EXERCISE PROMPT: Reproduce verbatim the stretch of the blockchain session write-up from "This paper is by Joshua" through "to the blockchain.".

--- START OF SELECTED TEXT ---

SOSP19 Day 1, Blockchain session

The second session on Day 1 was on blockchains. There were three papers on this session.

Teechain: A Secure Payment Network with Asynchronous Blockchain Access

This paper is by Joshua Lind (Imperial College London), Oded Naor (Technion), Ittay Eyal (Technion), Florian Kelbert (Imperial College London), Emin Gun Sirer (Cornell University), Peter Pietzuch (Imperial College London).

Bitcoin's throughput is a measly 4 transactions per second as limited by Nakamoto consensus. This leads to work on off-chain scaling via payment networks, e.g. lightning network.  The payment network consists of nodes that establish pairwise connections. To establish a multihop connection these pairwise connections are utilized as intermediaries. There are three phases to a payment network: setup a multihop connection, process payments for some time, perform a settlement where the final balance is written back to the blockchain.

To guard against a roll-back attack and ensure that the correct balance is written, the blockchain is used as the root of trust. If a node misbehaves,  writes an incorrect amount, the other reacts within delta time, corrects by providing proof of lightning transactions, resolves the situation, and  gets incentive for it.

The problem with this is that the reaction time delta requires synchronous access. Spam/congestion attacks can make some transactions take more than 7 days to be written to the chain. So what should be the appropriate value of delta, the reaction time? Security of the payment channel should not rely on read/write latencies.

To address this issue, the paper proposes Teechain, the first asynchronous blockchain access payment network. Teechain removes the blockchain as root-of trust by introducing another root of trust, a treasury. Treasury controls funds, balances, and payments. But how do we realize treasuries for blockchains, avoiding centralization and trust?

Teechain uses committees for realizing treasuries for blockchains. A treasury committee consists of n parties in the network, and requires m out of n parties to agree before accessing funds. But how large should m and n be? Large committees are problematic for scaling. To reduce the size of committees, the paper proposes trusted executions, such as the Intel SGX enclave. The enclaves guards against software hardware attacks, and uses trusted execution environments (tees) to secure committee members. The paper does not take tees as the entire solution, because some attacks, like foreshadow could still be possible with tees. Instead, the paper uses tees to increase the attack costs and combines tees with treasury committees to solve the problem securely.

OK, how does the treasury committee maintain agreement? Chain replication is used for propagating the transactions to the committee. Even though the committee members use tees, they do not rule out that some nodes can still be byzantine, so there is an m-out-of-n agreement at the end. If chain replication is applied naively, some attacks are possible. So Teechain uses a variant called force-freeze chain replication, where if the chain configuration is changed or if there is a fault, the decision is an abort decision, and the state is dumped.

The paper includes evaluations to show that Teechain scales out. Evaluations were done using a complete graph and a hub-spoke graph. For committee sizes n=3 or 4 are used, and it was shown that 1 million tx/sec are possible using 30 machines.

Teechain is available as opensource from

Fast and Secure Global Payments with Stellar

This paper is by Marta Lokhava (Stellar), Giuliano Losa (Galois), David Mazières (Stanford), Graydon Hoare (Stellar), Nicolas Barry (Stellar), Eliezer Gafni (UCLA), Jonathan Jove (Stellar), Rafał Malinowski (Stellar), Jed McCaleb (Stellar).

--- END OF SELECTED TEXT ---
--- START OF DATA EXCERPTS ---

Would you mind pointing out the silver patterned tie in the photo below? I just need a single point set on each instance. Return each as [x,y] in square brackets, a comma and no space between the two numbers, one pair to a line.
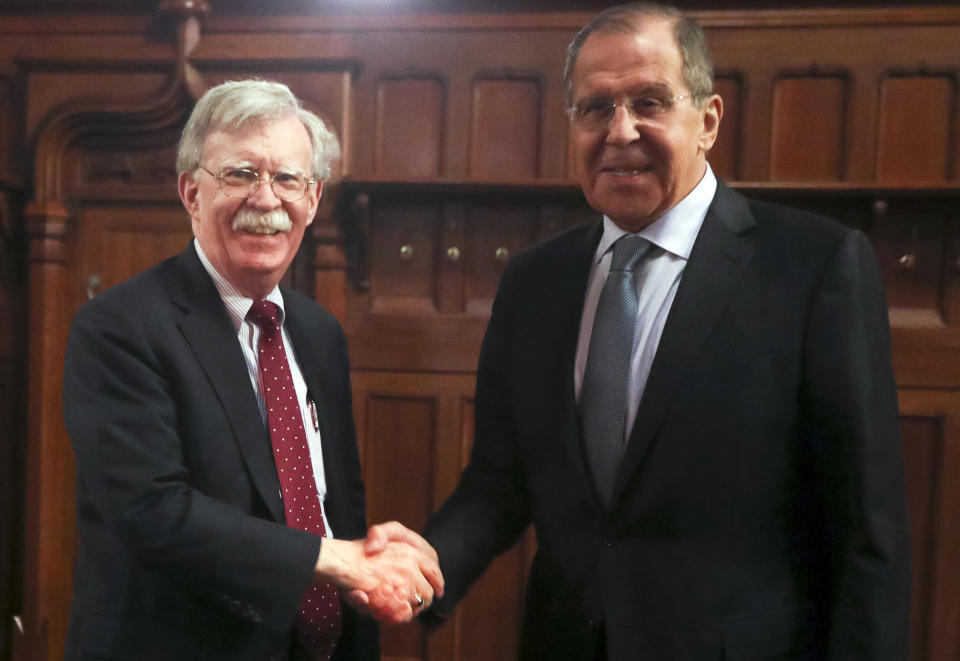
[603,398]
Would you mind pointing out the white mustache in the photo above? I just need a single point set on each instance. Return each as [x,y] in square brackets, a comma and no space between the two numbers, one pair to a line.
[271,222]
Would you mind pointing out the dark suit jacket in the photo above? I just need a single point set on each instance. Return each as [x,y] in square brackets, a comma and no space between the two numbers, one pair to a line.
[759,512]
[183,553]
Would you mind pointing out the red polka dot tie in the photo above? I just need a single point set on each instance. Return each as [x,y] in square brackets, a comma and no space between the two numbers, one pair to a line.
[318,623]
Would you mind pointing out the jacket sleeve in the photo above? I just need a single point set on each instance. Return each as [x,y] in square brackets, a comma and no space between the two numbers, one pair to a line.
[489,508]
[850,414]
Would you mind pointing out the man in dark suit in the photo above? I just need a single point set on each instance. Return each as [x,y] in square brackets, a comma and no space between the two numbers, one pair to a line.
[218,477]
[740,493]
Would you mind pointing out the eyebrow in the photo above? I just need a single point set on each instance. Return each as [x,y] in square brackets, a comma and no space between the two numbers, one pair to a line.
[248,165]
[656,88]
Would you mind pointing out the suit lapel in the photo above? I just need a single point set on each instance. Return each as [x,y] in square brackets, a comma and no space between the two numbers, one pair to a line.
[720,254]
[211,335]
[572,284]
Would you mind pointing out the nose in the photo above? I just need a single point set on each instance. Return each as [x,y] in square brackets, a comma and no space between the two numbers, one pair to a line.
[264,198]
[623,127]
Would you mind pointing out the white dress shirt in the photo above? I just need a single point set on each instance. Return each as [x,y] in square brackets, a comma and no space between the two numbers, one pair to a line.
[657,277]
[248,334]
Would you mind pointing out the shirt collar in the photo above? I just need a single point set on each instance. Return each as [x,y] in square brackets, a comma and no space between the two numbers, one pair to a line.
[236,303]
[677,229]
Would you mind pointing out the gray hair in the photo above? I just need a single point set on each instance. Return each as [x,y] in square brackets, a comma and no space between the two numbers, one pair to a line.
[239,103]
[697,68]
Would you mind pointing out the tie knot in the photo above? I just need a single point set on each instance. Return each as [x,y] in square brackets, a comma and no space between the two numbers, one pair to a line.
[264,314]
[627,251]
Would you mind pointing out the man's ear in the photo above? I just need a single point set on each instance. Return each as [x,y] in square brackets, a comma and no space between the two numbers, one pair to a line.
[313,200]
[711,114]
[189,189]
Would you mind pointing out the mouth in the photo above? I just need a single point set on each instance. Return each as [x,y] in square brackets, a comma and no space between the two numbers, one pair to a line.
[624,170]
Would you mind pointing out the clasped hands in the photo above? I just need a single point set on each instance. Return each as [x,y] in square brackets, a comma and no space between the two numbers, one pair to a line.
[393,574]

--- END OF DATA EXCERPTS ---

WRITTEN RESPONSE:
This paper is by Joshua Lind (Imperial College London), Oded Naor (Technion), Ittay Eyal (Technion), Florian Kelbert (Imperial College London), Emin Gun Sirer (Cornell University), Peter Pietzuch (Imperial College London).

Bitcoin's throughput is a measly 4 transactions per second as limited by Nakamoto consensus. This leads to work on off-chain scaling via payment networks, e.g. lightning network.  The payment network consists of nodes that establish pairwise connections. To establish a multihop connection these pairwise connections are utilized as intermediaries. There are three phases to a payment network: setup a multihop connection, process payments for some time, perform a settlement where the final balance is written back to the blockchain.